* **Task item**: Search the material for the word "lavender" and copy each line that holds it.

* **Data listing**:
----

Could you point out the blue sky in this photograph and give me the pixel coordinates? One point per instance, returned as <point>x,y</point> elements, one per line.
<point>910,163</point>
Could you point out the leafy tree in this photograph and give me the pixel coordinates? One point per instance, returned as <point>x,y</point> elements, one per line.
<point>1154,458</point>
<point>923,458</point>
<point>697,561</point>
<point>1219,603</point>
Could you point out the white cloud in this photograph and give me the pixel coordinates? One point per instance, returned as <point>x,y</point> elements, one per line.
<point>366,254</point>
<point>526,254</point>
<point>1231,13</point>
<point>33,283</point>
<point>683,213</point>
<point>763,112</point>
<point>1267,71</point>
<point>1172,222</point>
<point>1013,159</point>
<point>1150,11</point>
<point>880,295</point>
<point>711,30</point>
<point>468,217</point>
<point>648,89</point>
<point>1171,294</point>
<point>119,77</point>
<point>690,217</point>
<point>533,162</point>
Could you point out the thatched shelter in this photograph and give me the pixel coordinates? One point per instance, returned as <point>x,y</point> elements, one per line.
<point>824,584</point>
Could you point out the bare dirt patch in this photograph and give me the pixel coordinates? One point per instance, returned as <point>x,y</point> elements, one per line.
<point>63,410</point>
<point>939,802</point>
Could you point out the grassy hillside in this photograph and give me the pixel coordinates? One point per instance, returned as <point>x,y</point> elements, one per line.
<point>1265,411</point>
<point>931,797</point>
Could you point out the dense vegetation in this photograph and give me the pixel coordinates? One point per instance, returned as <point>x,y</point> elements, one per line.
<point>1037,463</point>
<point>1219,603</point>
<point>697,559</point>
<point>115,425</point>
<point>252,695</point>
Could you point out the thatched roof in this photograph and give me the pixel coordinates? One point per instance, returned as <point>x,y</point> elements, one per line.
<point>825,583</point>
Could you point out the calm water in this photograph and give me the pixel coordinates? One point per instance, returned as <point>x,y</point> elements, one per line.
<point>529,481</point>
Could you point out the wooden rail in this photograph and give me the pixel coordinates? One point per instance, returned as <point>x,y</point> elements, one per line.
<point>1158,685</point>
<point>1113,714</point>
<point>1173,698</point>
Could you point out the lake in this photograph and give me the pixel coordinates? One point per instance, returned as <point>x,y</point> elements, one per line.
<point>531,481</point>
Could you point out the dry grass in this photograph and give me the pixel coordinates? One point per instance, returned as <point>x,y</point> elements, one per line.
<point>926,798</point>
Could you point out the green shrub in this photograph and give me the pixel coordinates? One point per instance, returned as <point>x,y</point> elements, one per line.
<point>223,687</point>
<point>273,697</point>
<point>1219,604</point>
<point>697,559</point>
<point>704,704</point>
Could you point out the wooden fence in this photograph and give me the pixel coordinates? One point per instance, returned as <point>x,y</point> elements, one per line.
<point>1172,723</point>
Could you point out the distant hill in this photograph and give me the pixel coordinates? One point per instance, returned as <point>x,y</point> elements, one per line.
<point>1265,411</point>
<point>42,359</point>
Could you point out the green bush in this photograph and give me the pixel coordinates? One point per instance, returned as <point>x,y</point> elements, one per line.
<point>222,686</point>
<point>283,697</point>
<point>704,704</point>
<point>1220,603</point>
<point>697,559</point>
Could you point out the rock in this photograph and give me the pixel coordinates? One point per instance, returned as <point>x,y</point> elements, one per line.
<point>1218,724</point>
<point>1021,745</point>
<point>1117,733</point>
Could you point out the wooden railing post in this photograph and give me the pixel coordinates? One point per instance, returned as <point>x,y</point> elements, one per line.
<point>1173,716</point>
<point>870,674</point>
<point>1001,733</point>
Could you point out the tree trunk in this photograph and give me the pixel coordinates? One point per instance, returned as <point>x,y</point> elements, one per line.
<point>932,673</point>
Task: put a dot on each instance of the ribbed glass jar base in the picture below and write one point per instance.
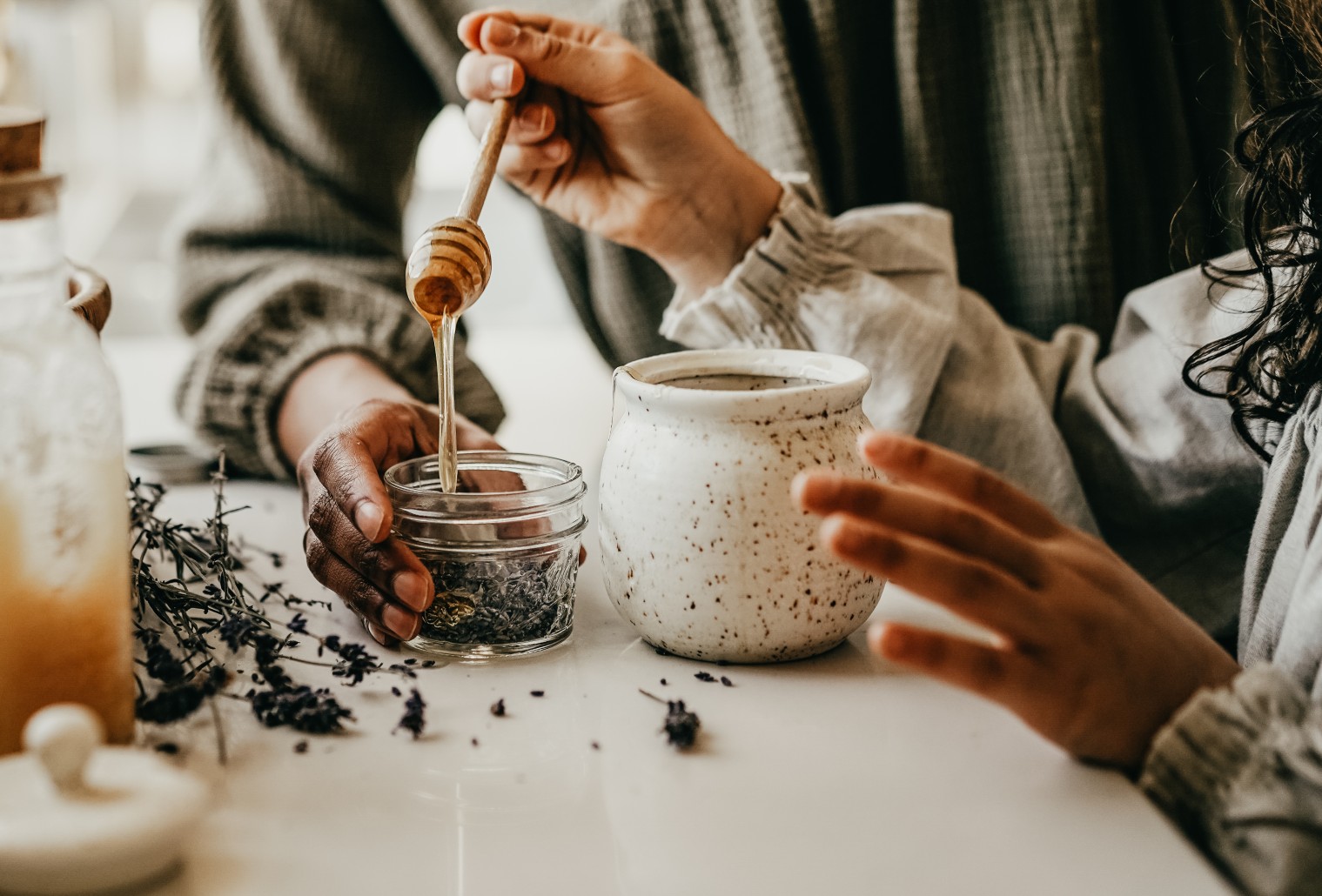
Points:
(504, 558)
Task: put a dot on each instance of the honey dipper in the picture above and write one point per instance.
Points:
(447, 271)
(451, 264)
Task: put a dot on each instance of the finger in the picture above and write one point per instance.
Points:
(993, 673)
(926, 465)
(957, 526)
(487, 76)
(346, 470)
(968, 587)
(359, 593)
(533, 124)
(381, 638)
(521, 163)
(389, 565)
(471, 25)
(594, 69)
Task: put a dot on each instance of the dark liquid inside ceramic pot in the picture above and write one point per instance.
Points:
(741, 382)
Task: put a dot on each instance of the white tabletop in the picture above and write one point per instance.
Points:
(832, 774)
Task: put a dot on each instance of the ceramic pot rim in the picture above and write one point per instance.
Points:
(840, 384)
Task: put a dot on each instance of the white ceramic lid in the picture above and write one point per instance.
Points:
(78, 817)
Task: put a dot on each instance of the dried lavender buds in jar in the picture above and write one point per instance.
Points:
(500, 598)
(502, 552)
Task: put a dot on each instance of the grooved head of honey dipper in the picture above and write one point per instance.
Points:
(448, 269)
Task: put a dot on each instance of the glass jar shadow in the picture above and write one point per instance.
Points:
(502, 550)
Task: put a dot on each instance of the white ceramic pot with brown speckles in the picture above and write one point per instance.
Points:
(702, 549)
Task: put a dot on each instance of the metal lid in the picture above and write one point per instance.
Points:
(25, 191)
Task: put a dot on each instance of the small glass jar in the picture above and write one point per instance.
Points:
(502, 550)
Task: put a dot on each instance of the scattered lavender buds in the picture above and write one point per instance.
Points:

----

* **Solution for this problem**:
Task: put a dot on each instance of the dried lavender buds in jar in the picture above and write one point per instance.
Task: put a dot on each instance of the scattered lavender buds in the picture above and write one point per instance.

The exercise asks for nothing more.